OBJECTIVE:
Copy the lines of the records word for word, from the line that contains "Is there any paved" through the end of the records.

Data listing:
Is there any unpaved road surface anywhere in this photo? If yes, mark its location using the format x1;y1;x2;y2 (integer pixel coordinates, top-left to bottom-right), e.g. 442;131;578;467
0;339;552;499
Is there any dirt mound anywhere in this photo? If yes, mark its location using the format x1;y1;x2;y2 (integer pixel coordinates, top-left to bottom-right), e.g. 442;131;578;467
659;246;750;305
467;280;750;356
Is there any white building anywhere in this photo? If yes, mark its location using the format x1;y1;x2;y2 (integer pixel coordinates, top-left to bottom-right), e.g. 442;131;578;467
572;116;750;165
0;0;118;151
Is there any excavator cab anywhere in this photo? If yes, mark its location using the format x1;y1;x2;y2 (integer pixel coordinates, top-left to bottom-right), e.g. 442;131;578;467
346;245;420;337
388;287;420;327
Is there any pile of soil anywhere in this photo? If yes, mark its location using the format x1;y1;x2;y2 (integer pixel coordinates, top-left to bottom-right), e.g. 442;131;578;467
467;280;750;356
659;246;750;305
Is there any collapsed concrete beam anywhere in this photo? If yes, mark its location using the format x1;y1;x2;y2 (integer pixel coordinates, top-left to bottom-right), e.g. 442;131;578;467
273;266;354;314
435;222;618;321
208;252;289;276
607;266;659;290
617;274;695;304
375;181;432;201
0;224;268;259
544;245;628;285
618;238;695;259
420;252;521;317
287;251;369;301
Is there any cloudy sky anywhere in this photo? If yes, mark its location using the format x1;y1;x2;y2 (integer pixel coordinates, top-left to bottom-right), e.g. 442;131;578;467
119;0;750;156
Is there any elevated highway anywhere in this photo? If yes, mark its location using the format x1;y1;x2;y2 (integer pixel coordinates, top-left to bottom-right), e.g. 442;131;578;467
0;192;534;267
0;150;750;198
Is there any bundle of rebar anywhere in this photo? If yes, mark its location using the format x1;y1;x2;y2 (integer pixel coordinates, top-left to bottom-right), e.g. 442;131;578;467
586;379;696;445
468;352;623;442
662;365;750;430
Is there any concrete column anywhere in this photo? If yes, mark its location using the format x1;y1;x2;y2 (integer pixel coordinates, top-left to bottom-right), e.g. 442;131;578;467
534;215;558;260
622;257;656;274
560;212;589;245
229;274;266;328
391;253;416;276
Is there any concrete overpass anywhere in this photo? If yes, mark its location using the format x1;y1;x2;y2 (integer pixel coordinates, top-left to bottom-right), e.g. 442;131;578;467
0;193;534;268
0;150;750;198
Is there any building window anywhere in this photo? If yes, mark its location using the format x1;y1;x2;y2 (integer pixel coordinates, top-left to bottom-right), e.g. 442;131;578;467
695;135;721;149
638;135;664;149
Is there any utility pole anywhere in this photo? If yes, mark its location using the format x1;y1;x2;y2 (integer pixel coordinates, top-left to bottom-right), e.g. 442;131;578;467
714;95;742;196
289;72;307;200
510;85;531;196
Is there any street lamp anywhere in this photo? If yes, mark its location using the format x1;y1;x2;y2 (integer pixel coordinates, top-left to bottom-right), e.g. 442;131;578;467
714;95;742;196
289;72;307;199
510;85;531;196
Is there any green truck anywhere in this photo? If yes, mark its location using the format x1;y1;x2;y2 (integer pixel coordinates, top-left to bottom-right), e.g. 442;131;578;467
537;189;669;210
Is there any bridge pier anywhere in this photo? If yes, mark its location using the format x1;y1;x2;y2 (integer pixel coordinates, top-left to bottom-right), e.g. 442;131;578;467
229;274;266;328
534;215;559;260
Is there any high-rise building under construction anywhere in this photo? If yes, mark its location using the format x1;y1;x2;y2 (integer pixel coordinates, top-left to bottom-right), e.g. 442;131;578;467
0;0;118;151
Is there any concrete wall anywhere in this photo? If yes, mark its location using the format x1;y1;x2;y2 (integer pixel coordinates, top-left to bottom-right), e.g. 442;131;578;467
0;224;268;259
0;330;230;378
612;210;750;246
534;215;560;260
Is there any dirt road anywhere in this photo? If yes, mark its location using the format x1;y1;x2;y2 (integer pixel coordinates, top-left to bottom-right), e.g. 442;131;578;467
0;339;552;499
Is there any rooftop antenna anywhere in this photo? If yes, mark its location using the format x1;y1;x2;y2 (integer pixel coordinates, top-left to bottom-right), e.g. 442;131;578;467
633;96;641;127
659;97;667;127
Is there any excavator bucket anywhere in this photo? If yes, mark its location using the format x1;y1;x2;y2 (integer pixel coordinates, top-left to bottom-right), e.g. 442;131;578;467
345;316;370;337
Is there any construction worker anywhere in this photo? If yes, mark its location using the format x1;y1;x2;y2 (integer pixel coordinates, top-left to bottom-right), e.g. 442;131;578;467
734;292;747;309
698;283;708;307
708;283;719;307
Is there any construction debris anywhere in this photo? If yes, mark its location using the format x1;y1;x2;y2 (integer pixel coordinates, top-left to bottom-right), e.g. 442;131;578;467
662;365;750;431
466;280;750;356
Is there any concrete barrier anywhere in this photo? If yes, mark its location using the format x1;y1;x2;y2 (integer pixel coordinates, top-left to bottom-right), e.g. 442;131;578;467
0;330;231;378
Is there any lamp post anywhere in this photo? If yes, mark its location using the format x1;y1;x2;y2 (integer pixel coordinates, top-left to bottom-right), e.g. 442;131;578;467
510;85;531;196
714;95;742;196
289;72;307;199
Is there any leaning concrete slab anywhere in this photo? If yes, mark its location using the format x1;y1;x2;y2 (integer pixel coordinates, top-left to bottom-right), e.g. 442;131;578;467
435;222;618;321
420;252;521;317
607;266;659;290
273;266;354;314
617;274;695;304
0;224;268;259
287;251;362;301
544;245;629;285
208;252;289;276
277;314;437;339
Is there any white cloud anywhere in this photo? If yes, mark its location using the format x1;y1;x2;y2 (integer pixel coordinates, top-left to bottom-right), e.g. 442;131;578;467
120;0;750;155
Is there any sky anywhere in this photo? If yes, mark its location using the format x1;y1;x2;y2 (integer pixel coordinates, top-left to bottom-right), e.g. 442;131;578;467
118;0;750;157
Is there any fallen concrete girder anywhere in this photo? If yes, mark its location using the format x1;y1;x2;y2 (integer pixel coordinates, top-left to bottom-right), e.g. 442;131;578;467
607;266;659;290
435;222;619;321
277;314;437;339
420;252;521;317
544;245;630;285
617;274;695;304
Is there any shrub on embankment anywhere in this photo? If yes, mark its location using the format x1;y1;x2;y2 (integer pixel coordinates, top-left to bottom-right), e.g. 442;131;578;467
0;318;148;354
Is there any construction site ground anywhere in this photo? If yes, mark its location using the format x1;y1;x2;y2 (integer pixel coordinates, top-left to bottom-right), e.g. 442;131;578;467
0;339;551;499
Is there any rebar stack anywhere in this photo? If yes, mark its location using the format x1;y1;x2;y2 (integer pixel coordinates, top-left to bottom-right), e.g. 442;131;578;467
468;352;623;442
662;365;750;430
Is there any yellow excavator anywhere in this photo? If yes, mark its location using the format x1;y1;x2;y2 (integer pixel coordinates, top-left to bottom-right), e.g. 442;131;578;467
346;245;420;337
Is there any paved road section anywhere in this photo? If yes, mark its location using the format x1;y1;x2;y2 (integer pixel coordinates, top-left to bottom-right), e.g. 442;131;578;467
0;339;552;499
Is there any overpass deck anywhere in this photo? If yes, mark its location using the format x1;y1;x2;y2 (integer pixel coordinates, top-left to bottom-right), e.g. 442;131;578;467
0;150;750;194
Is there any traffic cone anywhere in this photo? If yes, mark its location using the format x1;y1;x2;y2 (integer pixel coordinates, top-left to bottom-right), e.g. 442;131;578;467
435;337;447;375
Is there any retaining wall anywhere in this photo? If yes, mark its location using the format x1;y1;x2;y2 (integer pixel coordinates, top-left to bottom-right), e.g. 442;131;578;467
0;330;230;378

WORKED SOLUTION:
Is there any paved road section anywhere in this photo? If yes, mark its location using the format x1;y1;x2;y2 (integer pixel coordinates, top-left to bottom-right), e.g. 442;131;578;467
0;339;552;499
Is there any overpass deck anywhere in this photo? If yes, mark its location using the format x1;y1;x2;y2 (integer pixel coordinates, top-left to bottom-right), e.g. 442;131;578;467
0;150;750;194
Is there any traffic cone anywhere in this photo? If yes, mark its location using the format x1;y1;x2;y2 (integer pixel coordinates, top-left to bottom-right), e.g. 442;131;578;467
435;337;447;375
Is there any retaining wall anywhere in this photo? If yes, mark its location using the format x1;y1;x2;y2 (integer pixel coordinates, top-left to bottom-right), e.g. 442;131;578;467
0;330;230;378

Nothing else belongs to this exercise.